* [Requirement]: In the records below, locate the line containing "Please trace the outline of every instance of the green"; output that line and every following line through the last, exactly.

* [Labeling and segmentation records]:
****

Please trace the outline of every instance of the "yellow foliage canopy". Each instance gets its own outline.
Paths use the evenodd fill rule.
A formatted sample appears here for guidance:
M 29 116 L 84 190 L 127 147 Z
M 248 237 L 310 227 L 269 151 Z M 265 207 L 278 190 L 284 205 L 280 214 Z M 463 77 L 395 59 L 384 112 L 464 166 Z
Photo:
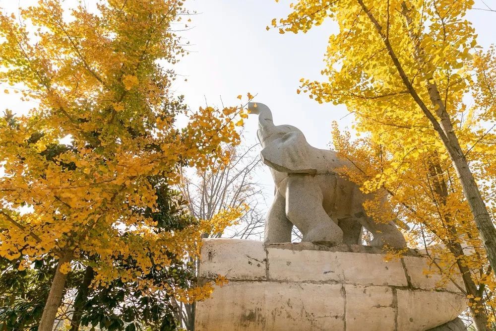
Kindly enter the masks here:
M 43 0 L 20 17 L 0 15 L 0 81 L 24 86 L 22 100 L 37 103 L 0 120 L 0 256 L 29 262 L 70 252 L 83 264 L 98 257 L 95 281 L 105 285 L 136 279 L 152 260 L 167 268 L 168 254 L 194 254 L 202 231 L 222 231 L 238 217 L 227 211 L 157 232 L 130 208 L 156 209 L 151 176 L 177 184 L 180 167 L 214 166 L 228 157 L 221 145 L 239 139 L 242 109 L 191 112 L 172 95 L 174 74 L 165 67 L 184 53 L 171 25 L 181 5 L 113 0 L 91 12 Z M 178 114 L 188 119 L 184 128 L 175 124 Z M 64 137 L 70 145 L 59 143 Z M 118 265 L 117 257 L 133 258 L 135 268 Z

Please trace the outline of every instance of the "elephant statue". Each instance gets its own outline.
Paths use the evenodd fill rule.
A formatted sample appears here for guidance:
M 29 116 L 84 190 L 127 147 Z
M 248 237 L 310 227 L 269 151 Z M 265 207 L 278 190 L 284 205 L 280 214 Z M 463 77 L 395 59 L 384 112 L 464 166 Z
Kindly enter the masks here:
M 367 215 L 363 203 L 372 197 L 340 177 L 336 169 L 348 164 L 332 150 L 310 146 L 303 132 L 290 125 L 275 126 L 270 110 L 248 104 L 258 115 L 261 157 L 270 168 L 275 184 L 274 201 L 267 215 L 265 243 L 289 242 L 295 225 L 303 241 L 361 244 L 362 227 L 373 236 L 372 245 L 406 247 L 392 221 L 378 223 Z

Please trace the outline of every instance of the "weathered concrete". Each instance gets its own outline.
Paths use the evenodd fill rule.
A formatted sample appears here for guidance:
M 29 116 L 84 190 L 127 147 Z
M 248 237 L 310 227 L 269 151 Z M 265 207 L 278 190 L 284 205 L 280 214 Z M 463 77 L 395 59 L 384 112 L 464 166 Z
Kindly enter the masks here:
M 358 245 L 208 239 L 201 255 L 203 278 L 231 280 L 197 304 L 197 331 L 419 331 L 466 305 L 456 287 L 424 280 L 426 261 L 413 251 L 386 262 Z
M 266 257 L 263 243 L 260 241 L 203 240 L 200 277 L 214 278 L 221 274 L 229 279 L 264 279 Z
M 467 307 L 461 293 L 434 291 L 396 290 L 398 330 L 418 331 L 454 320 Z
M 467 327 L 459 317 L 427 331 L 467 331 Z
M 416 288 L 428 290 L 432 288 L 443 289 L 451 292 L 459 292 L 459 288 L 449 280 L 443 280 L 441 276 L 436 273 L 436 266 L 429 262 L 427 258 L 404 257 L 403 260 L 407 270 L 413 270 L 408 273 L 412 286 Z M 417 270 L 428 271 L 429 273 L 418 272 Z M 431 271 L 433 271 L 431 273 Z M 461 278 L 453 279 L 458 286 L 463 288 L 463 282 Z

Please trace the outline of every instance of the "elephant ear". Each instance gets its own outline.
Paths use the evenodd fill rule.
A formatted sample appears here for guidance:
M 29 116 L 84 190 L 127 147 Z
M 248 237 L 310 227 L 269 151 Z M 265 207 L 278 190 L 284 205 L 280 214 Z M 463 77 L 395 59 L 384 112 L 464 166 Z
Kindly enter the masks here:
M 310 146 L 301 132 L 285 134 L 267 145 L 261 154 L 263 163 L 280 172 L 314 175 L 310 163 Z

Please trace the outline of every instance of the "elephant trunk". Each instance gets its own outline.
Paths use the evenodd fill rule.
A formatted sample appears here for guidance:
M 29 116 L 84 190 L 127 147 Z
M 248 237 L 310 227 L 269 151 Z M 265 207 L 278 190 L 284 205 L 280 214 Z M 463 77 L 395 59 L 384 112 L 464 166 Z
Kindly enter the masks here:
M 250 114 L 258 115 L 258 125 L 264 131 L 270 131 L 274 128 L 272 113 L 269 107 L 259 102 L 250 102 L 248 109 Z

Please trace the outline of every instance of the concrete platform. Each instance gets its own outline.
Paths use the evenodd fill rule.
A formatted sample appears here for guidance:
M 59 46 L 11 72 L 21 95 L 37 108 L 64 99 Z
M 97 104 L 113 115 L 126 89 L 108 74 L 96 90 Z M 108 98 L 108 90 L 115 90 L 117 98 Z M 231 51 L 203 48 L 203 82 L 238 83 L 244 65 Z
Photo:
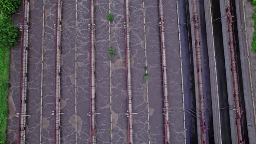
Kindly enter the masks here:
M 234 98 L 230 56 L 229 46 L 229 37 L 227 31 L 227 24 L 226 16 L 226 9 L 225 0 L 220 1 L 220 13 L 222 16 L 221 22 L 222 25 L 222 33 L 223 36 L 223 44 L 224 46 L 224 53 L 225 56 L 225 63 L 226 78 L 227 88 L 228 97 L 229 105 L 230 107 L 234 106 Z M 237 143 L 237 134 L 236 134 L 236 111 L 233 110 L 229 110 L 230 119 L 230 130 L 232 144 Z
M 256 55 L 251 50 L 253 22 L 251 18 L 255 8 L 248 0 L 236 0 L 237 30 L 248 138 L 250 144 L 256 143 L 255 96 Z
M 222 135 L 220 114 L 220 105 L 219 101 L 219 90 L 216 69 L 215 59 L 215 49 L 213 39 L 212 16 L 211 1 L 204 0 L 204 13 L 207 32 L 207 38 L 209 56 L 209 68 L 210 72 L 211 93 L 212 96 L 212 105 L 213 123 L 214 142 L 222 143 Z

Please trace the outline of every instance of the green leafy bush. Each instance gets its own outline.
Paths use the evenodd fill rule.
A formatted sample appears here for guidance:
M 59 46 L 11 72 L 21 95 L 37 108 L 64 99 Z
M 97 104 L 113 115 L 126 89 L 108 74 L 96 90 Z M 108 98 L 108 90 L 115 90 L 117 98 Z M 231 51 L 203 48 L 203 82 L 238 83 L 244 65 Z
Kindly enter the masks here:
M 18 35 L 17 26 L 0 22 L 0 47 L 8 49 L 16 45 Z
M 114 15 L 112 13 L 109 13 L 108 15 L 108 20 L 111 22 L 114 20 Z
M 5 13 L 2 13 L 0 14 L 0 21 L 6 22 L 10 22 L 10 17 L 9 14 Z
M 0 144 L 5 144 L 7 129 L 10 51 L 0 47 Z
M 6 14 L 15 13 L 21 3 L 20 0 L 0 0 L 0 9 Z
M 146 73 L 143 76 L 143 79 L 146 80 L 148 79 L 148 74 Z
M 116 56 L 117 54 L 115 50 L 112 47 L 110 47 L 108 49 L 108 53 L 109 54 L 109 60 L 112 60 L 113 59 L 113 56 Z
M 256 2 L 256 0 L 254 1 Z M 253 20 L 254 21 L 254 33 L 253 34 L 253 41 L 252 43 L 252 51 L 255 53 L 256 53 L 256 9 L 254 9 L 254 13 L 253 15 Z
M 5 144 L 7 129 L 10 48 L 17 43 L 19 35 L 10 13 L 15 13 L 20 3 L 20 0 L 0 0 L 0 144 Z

****

* [Response]:
Please trace the outline of every instance of the green leafy bush. Each instance gets its own outline.
Paths use the evenodd fill rule.
A formatted sample appears here for guidance:
M 59 46 L 11 72 L 21 95 L 37 108 L 64 99 Z
M 97 104 L 113 115 L 126 89 L 108 74 L 96 90 Z M 108 98 L 108 90 L 115 90 L 117 98 Z M 231 51 L 203 48 L 203 82 L 238 83 L 244 65 Z
Kindly enter the masks here:
M 18 35 L 17 26 L 0 22 L 0 47 L 8 49 L 16 45 Z
M 114 15 L 112 13 L 109 13 L 108 15 L 108 20 L 111 22 L 114 20 Z
M 5 13 L 2 13 L 0 14 L 0 21 L 6 22 L 10 22 L 10 17 L 9 14 Z
M 0 144 L 5 144 L 7 129 L 10 51 L 0 47 Z
M 6 14 L 15 13 L 21 3 L 20 0 L 0 0 L 0 9 Z
M 146 73 L 143 76 L 143 79 L 146 80 L 148 79 L 148 74 Z
M 116 56 L 117 54 L 115 50 L 112 47 L 110 47 L 108 49 L 108 53 L 109 54 L 109 60 L 112 60 L 113 59 L 113 56 Z
M 256 2 L 256 0 L 254 1 Z M 253 20 L 254 21 L 254 33 L 253 34 L 253 41 L 252 43 L 252 51 L 255 53 L 256 53 L 256 9 L 254 9 L 254 13 L 253 15 Z
M 5 144 L 7 129 L 10 48 L 17 43 L 19 35 L 10 13 L 15 13 L 20 3 L 20 0 L 0 0 L 0 144 Z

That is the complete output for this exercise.